- [Rows]
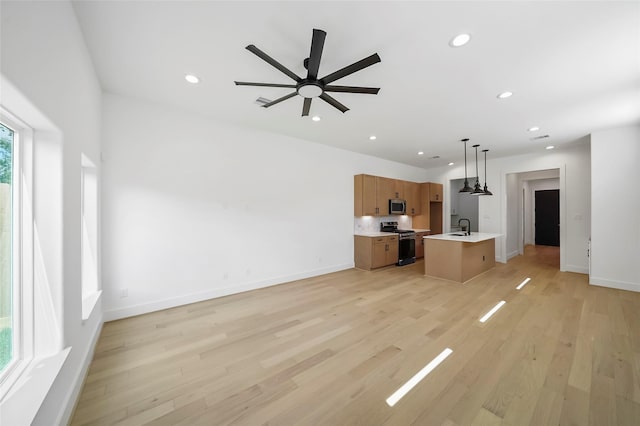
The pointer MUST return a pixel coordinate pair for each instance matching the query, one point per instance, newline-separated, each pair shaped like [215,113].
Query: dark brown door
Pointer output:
[548,217]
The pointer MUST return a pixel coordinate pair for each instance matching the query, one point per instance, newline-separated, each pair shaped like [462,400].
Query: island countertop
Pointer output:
[475,237]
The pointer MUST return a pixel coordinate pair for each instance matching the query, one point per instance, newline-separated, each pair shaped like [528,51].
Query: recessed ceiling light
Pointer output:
[192,79]
[460,40]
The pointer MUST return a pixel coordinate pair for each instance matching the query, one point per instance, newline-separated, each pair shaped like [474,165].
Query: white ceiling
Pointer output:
[574,68]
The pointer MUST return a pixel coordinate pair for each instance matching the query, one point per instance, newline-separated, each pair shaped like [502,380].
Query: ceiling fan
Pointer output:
[312,86]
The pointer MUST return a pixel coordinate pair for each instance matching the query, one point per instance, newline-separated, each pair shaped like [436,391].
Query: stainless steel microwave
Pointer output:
[397,206]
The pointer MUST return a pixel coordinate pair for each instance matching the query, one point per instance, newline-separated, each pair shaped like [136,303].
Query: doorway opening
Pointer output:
[533,215]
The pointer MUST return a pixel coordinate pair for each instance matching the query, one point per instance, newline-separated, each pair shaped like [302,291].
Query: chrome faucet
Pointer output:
[467,230]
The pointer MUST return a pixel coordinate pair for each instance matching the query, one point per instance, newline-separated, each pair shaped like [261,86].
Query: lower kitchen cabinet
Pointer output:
[375,252]
[420,244]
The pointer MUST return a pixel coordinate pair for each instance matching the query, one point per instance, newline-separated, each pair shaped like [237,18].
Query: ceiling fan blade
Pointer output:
[260,54]
[350,69]
[277,101]
[306,106]
[352,89]
[246,83]
[331,101]
[317,44]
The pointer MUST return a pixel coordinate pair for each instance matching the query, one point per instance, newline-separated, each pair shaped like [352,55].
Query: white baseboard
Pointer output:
[577,269]
[620,285]
[71,399]
[159,305]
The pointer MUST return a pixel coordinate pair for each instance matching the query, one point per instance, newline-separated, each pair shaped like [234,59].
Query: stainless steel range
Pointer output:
[406,242]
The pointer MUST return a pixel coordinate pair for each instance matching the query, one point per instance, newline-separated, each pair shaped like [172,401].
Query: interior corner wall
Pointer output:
[514,199]
[44,56]
[196,209]
[615,246]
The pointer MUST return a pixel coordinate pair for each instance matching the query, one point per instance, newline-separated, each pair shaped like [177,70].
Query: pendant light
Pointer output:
[477,190]
[466,187]
[486,190]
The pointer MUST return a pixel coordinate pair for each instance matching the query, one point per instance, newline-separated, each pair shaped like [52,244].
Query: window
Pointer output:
[8,291]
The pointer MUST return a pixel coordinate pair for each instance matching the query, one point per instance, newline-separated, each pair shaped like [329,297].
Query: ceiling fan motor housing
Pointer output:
[309,89]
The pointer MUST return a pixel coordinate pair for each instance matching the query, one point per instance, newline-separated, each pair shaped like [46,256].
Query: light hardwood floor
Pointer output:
[330,350]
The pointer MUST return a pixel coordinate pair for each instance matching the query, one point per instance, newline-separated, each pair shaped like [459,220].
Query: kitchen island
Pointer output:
[459,257]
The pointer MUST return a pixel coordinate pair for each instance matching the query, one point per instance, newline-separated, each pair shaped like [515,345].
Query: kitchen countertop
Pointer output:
[475,237]
[374,234]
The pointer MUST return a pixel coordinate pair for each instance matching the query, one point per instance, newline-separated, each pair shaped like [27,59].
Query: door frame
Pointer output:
[563,208]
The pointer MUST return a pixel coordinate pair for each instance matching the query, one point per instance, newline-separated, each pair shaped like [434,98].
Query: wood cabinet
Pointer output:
[372,195]
[364,190]
[430,216]
[386,189]
[420,244]
[375,252]
[436,193]
[411,193]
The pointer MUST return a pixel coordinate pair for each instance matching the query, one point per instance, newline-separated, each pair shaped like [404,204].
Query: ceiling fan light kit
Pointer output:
[313,87]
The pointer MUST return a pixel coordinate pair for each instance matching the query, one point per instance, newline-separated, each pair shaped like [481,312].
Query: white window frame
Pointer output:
[22,251]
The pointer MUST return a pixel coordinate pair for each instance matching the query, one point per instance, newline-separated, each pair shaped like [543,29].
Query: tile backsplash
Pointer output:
[372,223]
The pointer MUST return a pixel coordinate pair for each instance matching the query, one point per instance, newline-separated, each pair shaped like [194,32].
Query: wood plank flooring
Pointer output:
[329,351]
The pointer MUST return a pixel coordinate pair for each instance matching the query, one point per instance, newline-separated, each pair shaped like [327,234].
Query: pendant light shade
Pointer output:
[486,190]
[477,189]
[466,187]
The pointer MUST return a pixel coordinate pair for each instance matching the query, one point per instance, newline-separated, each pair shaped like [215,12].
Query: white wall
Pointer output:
[514,203]
[615,244]
[44,57]
[574,165]
[195,209]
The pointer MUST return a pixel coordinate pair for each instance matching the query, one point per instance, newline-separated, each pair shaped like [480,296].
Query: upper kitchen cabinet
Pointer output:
[365,200]
[436,192]
[411,193]
[387,189]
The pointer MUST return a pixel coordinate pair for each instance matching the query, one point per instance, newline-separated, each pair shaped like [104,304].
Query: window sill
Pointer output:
[21,404]
[89,303]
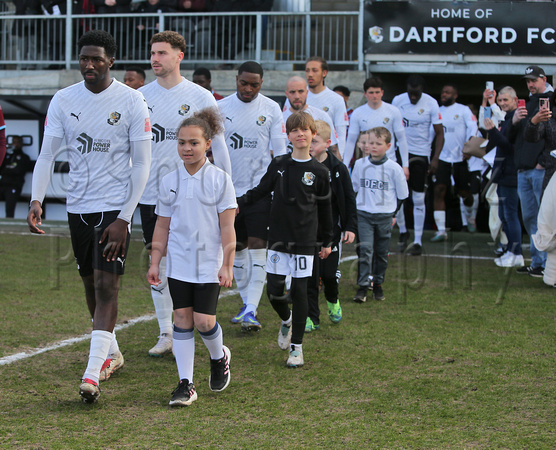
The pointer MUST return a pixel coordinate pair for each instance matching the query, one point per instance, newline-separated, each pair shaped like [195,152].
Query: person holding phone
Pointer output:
[504,175]
[543,126]
[530,163]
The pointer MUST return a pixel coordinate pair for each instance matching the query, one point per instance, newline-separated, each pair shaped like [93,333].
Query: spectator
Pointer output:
[134,77]
[203,78]
[504,173]
[530,164]
[320,96]
[543,126]
[2,136]
[344,92]
[12,174]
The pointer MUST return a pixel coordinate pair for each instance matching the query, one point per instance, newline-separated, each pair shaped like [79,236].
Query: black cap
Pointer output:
[534,72]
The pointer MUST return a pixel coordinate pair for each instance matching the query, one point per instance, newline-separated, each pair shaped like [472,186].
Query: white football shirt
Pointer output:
[386,115]
[249,128]
[418,120]
[193,203]
[459,126]
[168,108]
[98,129]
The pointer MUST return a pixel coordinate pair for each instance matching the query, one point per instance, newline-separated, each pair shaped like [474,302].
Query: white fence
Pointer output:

- [Do this] Each line from the one bearing "shaped like [480,296]." through the final line of the records is to be copied exactly, and no pictures are to be included.

- [Result for this exercise]
The pointer MUST return a pixel coordinate pair for each instance matching the query, one point per instance, newline-separated, each pair shaped like [480,296].
Query: upper kitchen cabinet
Pointer output:
[365,200]
[436,192]
[411,193]
[387,189]
The pointer MUST return a pixel coordinate pair for each instance matching the query, one point per instance, newline-separated, each pair shaped like [104,304].
Query: window sill
Pointer output:
[21,404]
[89,303]
The pointer MUST return a pixel coordinate pair for each instance matching the query, one point per instance, newline-separated, each pair shaped like [195,152].
Query: person holding phone
Pointer output:
[504,175]
[543,126]
[530,163]
The pointer MUST return a pixel coordinate pair for each instance matching the query, one point per instance, newline-separated, each pair shaped like [93,333].
Query: spectator
Pointer output:
[134,77]
[203,78]
[504,173]
[530,164]
[320,96]
[543,126]
[2,136]
[344,92]
[12,174]
The pointer MUST return a pixel coordinate pair for each instance matching the query, one point per instance, newline-separated, each pair shaped like [79,236].
Query: black cap
Pointer output:
[534,72]
The pointer MUST return a pixel coordinate pair for each instance matching the query, one point per instance, newline-separated, each pair shaped like [472,186].
Query: white football shirt
Pointer output:
[386,115]
[249,128]
[418,120]
[193,203]
[459,126]
[168,108]
[98,129]
The pointer MUST return a pixel coordinate pair for each instance matching the query, one point per instance, newline-separated, each pair shaped like [474,302].
Query: white fence
Pointer output:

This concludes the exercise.